Rewrite the lines below so that every "point out" reads "indicate", keeping all other text unchanged.

Stored data:
______________________________

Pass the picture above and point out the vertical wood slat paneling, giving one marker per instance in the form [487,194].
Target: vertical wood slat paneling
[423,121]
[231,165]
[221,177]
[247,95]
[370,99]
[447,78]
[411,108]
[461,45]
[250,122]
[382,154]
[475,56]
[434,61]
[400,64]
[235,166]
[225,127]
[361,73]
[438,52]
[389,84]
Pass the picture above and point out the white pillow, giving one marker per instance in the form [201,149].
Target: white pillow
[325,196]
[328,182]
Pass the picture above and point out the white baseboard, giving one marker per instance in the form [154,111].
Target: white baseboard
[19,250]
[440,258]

______________________________

The answer:
Pass the picture above and indicate the vertical wood slat paneling, giving one marker per instance in the form [487,194].
Target: vertical wood slat paneling
[423,121]
[231,165]
[221,177]
[247,95]
[370,99]
[447,78]
[411,108]
[461,45]
[250,122]
[382,154]
[475,56]
[434,61]
[400,64]
[235,166]
[225,127]
[361,73]
[438,52]
[389,84]
Pass the picture above and indicate the white pillow, giving one marker per instance in the form [201,149].
Target: white pillow
[325,196]
[328,182]
Pass the picture above and indicate the white baseboard, giving one marker per instance in the form [154,111].
Target: white baseboard
[19,250]
[440,258]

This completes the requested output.